↓↓↓

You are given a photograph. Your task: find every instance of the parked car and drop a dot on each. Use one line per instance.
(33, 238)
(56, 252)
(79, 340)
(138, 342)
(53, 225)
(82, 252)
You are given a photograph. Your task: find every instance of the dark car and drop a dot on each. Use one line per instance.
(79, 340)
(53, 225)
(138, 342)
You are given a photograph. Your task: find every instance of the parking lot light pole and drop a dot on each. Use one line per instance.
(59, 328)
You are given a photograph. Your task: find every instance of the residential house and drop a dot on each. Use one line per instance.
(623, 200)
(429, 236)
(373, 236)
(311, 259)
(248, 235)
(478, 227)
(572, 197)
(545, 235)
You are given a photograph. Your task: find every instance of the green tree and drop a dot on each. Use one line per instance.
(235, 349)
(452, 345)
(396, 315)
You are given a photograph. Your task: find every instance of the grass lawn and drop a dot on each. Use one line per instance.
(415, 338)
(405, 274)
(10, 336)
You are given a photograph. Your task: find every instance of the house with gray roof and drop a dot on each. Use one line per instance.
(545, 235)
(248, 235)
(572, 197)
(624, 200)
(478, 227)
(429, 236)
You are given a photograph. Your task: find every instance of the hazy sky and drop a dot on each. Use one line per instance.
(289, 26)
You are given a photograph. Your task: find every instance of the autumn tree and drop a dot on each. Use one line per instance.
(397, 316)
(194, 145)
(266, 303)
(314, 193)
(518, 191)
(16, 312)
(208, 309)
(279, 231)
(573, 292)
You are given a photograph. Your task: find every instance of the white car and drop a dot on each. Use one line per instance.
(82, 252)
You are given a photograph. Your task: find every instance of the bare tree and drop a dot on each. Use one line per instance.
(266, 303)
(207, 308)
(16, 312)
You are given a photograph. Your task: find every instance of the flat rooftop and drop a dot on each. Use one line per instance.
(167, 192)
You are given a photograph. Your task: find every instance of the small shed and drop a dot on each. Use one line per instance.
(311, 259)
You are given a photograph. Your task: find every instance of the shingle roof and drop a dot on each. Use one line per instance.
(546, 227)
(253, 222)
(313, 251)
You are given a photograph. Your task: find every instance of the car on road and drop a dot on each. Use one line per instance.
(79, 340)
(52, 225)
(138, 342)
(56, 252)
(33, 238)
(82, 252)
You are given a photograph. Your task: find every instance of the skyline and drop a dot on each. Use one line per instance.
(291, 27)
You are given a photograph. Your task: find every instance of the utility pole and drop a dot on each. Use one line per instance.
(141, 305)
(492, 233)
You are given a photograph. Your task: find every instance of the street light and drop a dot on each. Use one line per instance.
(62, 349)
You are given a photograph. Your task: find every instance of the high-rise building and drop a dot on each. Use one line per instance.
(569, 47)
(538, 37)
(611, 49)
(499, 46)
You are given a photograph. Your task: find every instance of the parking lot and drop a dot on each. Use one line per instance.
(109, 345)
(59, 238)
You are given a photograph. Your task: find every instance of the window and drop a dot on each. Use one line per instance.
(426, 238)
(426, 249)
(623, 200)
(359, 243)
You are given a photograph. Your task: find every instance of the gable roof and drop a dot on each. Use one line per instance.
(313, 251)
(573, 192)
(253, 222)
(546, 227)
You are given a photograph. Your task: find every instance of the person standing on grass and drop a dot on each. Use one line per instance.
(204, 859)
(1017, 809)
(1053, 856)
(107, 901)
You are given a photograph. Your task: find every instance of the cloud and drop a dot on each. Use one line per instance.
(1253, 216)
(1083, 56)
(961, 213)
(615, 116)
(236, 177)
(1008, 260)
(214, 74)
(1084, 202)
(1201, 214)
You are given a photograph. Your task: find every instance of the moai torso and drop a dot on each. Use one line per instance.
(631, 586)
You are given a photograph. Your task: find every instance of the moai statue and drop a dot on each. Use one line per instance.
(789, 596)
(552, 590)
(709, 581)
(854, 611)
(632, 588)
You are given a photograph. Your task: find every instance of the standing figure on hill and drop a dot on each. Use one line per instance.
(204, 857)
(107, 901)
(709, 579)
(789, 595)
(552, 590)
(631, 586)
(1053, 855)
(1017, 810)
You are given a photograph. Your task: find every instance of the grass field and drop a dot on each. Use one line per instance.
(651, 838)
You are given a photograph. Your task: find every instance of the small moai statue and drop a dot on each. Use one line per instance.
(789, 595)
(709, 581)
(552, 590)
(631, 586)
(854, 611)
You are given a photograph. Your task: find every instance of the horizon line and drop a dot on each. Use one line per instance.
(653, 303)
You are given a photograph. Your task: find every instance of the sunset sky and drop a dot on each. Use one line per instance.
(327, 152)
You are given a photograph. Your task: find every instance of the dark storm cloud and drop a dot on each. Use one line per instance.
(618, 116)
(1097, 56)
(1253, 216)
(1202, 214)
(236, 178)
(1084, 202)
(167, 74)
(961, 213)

↑↑↑

Extract the complete set of records unchanged.

Written reply:
You are given a photograph. Your task: find every instance of the parked car and drop a dot on each. Use one line per instance.
(33, 238)
(56, 252)
(79, 340)
(138, 342)
(53, 225)
(82, 252)
You are given a photograph. Your task: find every instance of the dark car and drop a dot on each. Use one line per instance.
(79, 340)
(53, 225)
(138, 342)
You are given a photograph. Your task: find every instance of the parking lot light pole and drop a dot on each. Use one line per instance.
(59, 328)
You are given a photograph. Your task: find every instance of the residential house and drop a dot on each. Use one line per instance.
(623, 200)
(429, 236)
(373, 236)
(311, 259)
(248, 235)
(478, 227)
(572, 197)
(545, 235)
You are given a photograph. Your task: find every instance of the green tree and drop a dot on each. Use one line per instance.
(235, 349)
(452, 345)
(396, 315)
You are given a photograph. Your task: find every instance of the grass lawn and drop a dot on each. Use one line per instance.
(415, 338)
(405, 274)
(10, 336)
You are given a photograph. Your task: find every instance of the house with gray roof and drop a dot on each. Use one line per instance.
(545, 235)
(248, 235)
(572, 197)
(624, 200)
(478, 227)
(429, 236)
You are given a photograph. Your task: find every instance of the hazy sky and drop a dot on each. Use one line per instance.
(289, 26)
You are given a photograph. Your task: find every instance of the autumn tree and drop a dot on each. Use one line per instance.
(397, 316)
(194, 145)
(266, 303)
(314, 193)
(518, 191)
(16, 312)
(208, 309)
(279, 231)
(573, 292)
You are given a photograph. Your task: find every instance of the white car and drop a dot on each. Use one line per instance.
(82, 252)
You are given a photograph. Your task: find every instance of the bare tree and drop a dot on each. Use one line per instance.
(266, 303)
(207, 308)
(16, 312)
You are given a photograph. Your task: find every instance of the flat rooftop and drop a dot on each. Use one line per instance.
(167, 192)
You are given a photograph. Your task: find every instance of the small shed and drop a dot on each. Use one line per instance.
(311, 259)
You are given a photograph. Your task: find every instance of the shingle roof and drop a dot on each. Use one line per instance.
(546, 227)
(253, 222)
(313, 251)
You are given a photograph. Your task: find every instance of the car on road and drop a dot on each. Use one line per instance.
(79, 340)
(52, 225)
(138, 342)
(56, 252)
(33, 238)
(82, 252)
You are given a photograph. Your task: find every instance of the skyline and drop a dot on each. Use one line per instance.
(291, 27)
You are given a photograph. Your task: find every instance of the utility pole and drop a dot on each. Use one line per instance.
(141, 305)
(492, 233)
You are given a photograph. Your task: find every instance of the street light and drop a dot on each. Use one line per instance.
(62, 349)
You are given a photograph. Your task: find every instance of the high-rise building and drop a dot on each. Use one line per instance.
(569, 47)
(538, 37)
(611, 49)
(499, 46)
You are given a photograph. Your task: find every instance of the parking lot and drop a dot on each. Use one line per instance.
(109, 345)
(59, 238)
You are given a photograph. Your task: find every instance of the window and drop a dot on each. Use one line per instance.
(426, 238)
(426, 249)
(623, 200)
(359, 243)
You are given a photograph. Your task: find every instance of the gable roof and drop a dot on each. Use one line per instance.
(313, 251)
(573, 192)
(253, 222)
(546, 227)
You are given a photograph. Your task: find every instance of the person standing on grass and drop a dot on each. Use one line per instance.
(204, 859)
(1017, 809)
(1053, 856)
(107, 901)
You are given a photograph. Your task: find every instance of the cloud and drop a dot on each. Use one line per instance.
(1253, 216)
(1083, 56)
(961, 213)
(615, 116)
(236, 177)
(1008, 260)
(214, 74)
(1084, 202)
(1201, 214)
You are given a photograph. Your task: find every instance of the moai torso and drop a dot on each. Use one line per instance.
(631, 586)
You are given a photograph. Your task: find every instance of the moai statue and drop a dot on each. Use one line per instance.
(789, 596)
(552, 590)
(709, 581)
(854, 611)
(632, 588)
You are given a photograph. Your task: find every instance of the standing figure on hill and drop a dot on each. Use one line per instance.
(204, 857)
(107, 901)
(709, 579)
(789, 595)
(552, 590)
(631, 586)
(1053, 855)
(1017, 810)
You are given a photograph. Your task: find every instance of the grass field and drop a dot on each. Use one line per instance.
(651, 838)
You are given a photograph. Your task: find every instance of the small moai statue and drop a dot on each. Use one line per instance.
(789, 595)
(709, 581)
(552, 590)
(631, 586)
(854, 611)
You are given a photograph. Your task: find every instance of the horizon line and drop a dot on each. Use one line per instance.
(653, 303)
You are given a photograph. Your task: find every instance of the sunset sky and drop a dot on each. Use one line per instance.
(327, 152)
You are given a photograph. Your task: find every instance of the dark storm cloud and drop a dot on each. Use one line per instance.
(618, 116)
(1097, 56)
(1253, 216)
(1202, 214)
(236, 178)
(1084, 202)
(167, 74)
(961, 213)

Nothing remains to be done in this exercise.